- [Task to carry out]: Reproduce all the material exactly, minus any pictures it holds.

[START Source data]

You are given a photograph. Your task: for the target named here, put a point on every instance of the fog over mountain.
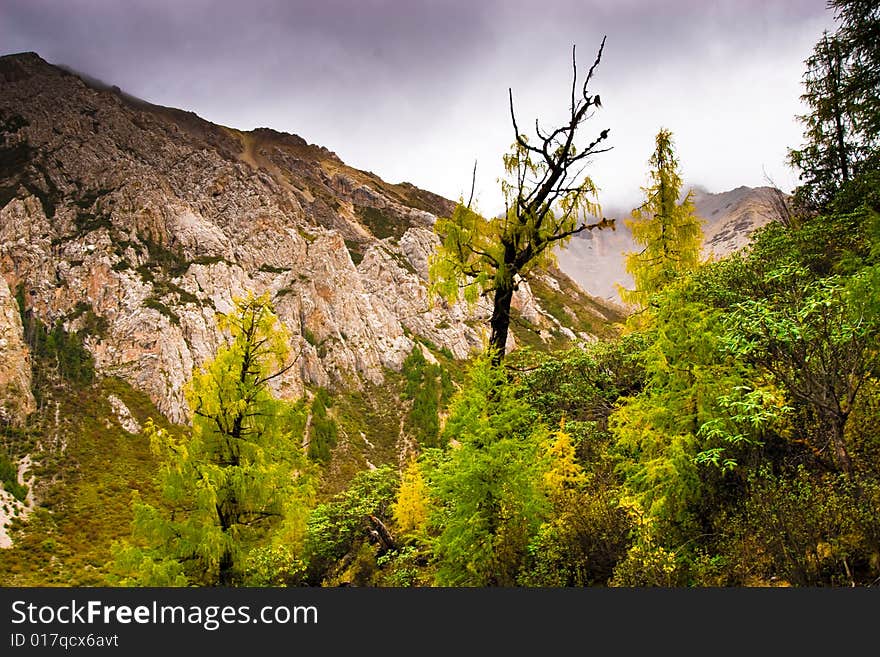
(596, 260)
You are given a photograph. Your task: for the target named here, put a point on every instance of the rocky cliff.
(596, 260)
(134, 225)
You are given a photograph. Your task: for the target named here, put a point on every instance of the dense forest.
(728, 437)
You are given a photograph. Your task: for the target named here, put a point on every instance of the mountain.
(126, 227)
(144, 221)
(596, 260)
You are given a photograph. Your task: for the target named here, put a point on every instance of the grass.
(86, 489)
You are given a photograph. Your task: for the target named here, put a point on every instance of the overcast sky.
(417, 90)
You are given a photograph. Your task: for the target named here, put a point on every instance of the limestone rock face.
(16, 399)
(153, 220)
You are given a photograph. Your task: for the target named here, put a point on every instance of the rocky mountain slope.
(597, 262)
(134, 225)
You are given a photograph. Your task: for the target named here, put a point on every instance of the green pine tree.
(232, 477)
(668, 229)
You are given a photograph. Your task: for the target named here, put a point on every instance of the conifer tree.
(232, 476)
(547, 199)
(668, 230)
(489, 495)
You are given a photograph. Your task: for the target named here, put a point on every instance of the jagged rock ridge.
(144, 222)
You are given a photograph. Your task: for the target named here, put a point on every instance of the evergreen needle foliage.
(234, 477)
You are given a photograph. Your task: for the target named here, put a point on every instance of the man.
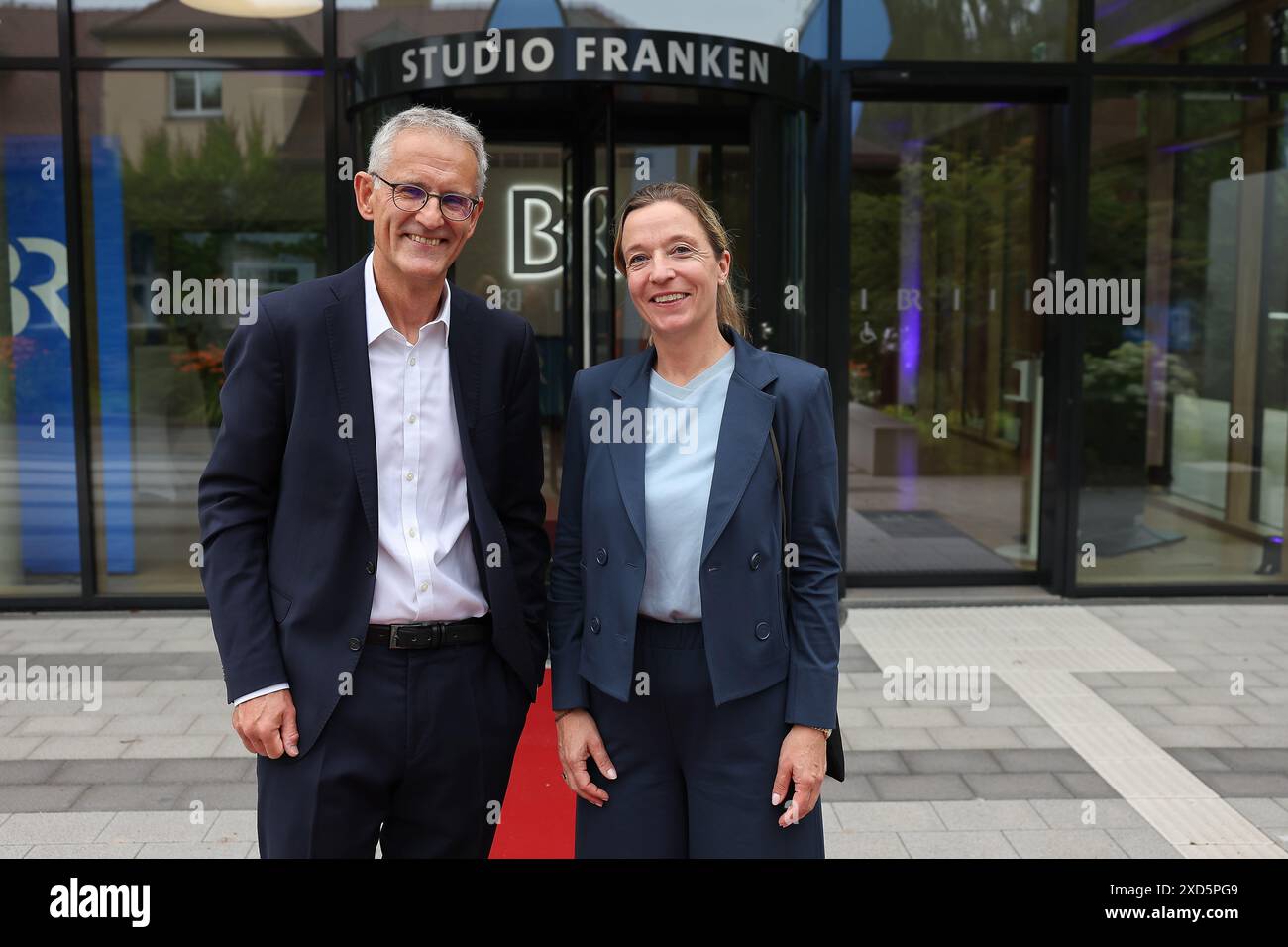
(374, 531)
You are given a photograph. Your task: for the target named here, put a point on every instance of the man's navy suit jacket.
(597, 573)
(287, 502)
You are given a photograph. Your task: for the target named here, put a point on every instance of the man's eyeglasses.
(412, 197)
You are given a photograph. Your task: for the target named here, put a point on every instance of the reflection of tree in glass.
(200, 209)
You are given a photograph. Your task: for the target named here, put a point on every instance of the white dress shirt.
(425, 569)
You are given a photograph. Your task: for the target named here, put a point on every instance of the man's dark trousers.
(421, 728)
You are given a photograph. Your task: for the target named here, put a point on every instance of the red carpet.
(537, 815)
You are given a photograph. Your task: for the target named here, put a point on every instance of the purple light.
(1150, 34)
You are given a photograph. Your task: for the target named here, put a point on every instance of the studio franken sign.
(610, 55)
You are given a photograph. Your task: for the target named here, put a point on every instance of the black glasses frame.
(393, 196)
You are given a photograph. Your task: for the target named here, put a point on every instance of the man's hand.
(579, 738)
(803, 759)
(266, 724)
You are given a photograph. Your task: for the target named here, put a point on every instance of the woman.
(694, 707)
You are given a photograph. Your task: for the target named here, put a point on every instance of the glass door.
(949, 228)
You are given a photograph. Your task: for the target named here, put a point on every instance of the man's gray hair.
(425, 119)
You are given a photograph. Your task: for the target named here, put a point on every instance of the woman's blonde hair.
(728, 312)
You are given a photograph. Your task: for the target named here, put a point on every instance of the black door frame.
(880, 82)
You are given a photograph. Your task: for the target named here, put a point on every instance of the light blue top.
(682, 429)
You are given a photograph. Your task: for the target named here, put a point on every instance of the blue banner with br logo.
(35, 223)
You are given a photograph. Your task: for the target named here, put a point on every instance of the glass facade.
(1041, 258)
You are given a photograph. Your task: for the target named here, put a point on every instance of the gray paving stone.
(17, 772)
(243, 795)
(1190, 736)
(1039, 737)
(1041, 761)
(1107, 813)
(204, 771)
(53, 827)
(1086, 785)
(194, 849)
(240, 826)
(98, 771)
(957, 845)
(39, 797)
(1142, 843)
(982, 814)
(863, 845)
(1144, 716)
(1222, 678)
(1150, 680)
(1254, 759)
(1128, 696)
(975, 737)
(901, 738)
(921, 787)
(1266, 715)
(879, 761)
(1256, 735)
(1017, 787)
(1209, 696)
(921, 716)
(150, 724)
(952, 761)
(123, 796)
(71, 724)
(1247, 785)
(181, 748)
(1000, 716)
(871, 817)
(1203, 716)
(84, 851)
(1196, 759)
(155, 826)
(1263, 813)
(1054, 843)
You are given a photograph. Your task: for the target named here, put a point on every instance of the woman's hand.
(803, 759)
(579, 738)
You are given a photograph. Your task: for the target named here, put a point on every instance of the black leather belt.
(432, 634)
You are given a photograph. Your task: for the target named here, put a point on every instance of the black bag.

[END Source data]

- [Completed task]:
You are given a photograph. Your task: for the target named here, put a point on every instance of the fog over mountain.
(596, 260)
You are given a photograph. Your task: for the target named here, put a point on every instance of the rocky cliff.
(596, 260)
(134, 225)
You are given a photograph. Your task: for the target named here, put a point on every instance of the dense forest.
(728, 437)
You are given a photograph. Your task: for the target named here, put a point on every instance of the mountain.
(126, 227)
(144, 221)
(596, 260)
You are given a photograph. Your task: for the target named here, put a point on every instance of the grass.
(86, 489)
You are given a photograph. Your task: for the target named here, put a point on every instance of the overcast sky.
(417, 90)
You are given a photograph. Your task: for the target named here, put a point on every instance of the limestone rock face.
(16, 399)
(153, 220)
You are given a photograph. Your task: for the target named here, put a point on every instance of the rocky mountain slope.
(597, 262)
(134, 225)
You are given a photograph. Your task: for the target named here, put a point on every instance of the green pine tree.
(232, 477)
(668, 229)
You are given a photograph. Your task: for the target named here, put a point on every instance of the conifer tree.
(232, 476)
(547, 199)
(668, 230)
(489, 495)
You are given a photograph. Your task: for the target named here, put a point on every instance of the jagged rock ridge.
(144, 222)
You are given a photograph. Your task: for the target named here, put a point on every instance of the evergreen needle foliage.
(234, 477)
You are given a photograph. Your task: for the target named here, put a point on every instance of the man.
(374, 531)
You are given a photograph. Your task: for the target named here, put a point on every instance of the man's navy suit jacket.
(597, 573)
(287, 502)
You are given a photograph. Your task: for the target named here, put a point on every instance of the man's eyeglasses.
(412, 197)
You are given a photograph. Your task: for the target named here, put a point on every instance of the reflection of tree in glass.
(200, 209)
You are given a photograph. Your task: for the target named here, put a point on every instance of the white dress shirt.
(425, 569)
You are given a photograph. Your task: for the target named here, put a point on every instance of the man's dark trousers.
(421, 728)
You are given a photograph. Your task: for the target named here, put a point on every instance of the red carpet.
(537, 815)
You are given a photograph. Your task: for the target named here, put a point on every instance of the purple light.
(1150, 34)
You are given a photograph. Your task: for the target named here, put a point on every instance of the studio franken sign.
(610, 55)
You are given a photograph. Your task: for the target named here, put a point on every instance of the black glasses frame.
(393, 196)
You are given a photograph. Your task: for the target named here, put a point on every instance of the man's hand.
(579, 738)
(803, 759)
(266, 724)
You are given a photograph. Your task: for the target named here, put a point on every instance of the woman.
(694, 707)
You are given a photograph. Your task: for the target named here, put a point on every instance of the glass door.
(949, 228)
You are given a photograph. Your task: for the target named here, put a point on every instance of the man's gray hair.
(425, 119)
You are given a photograph. Your task: for the target named here, put a point on every instance of the woman's blonde hair.
(728, 312)
You are given a photograph. Your task: for the target named here, put a point on every instance of the black door frame.
(880, 82)
You are given a photograph. Your task: for the target named here, put a point on every instance of the light blue top.
(682, 429)
You are given a photograph. Your task: for the target named here, put a point on every instance of the blue banner with br logo.
(35, 223)
You are given a photograph. Your task: for the target named here, put a point on every instance of the glass facade.
(1041, 258)
You are given a photograph. Your task: for the target named here, put a point on every instance of the gray paving stone.
(17, 772)
(243, 795)
(1190, 736)
(1039, 737)
(1041, 761)
(1107, 813)
(204, 771)
(53, 827)
(1086, 785)
(194, 849)
(240, 826)
(98, 771)
(957, 845)
(39, 797)
(1142, 843)
(982, 814)
(863, 845)
(1144, 716)
(1222, 678)
(1150, 680)
(1254, 759)
(1128, 696)
(975, 737)
(901, 738)
(921, 787)
(1266, 715)
(879, 761)
(1256, 735)
(1017, 787)
(1209, 696)
(921, 716)
(150, 724)
(952, 761)
(123, 796)
(71, 724)
(1247, 785)
(181, 748)
(1000, 716)
(871, 817)
(1203, 716)
(84, 851)
(1196, 759)
(155, 826)
(1263, 813)
(1054, 843)
You are given a photograph. Your task: for the target named here, put a point on every instance of the woman's hand.
(803, 759)
(579, 738)
You are given a photograph. Your task: for the target named here, put a point on every instance of the black leather belt.
(432, 634)
You are given a photograph. Your task: for the target named here, put a point on every instance of the black bag.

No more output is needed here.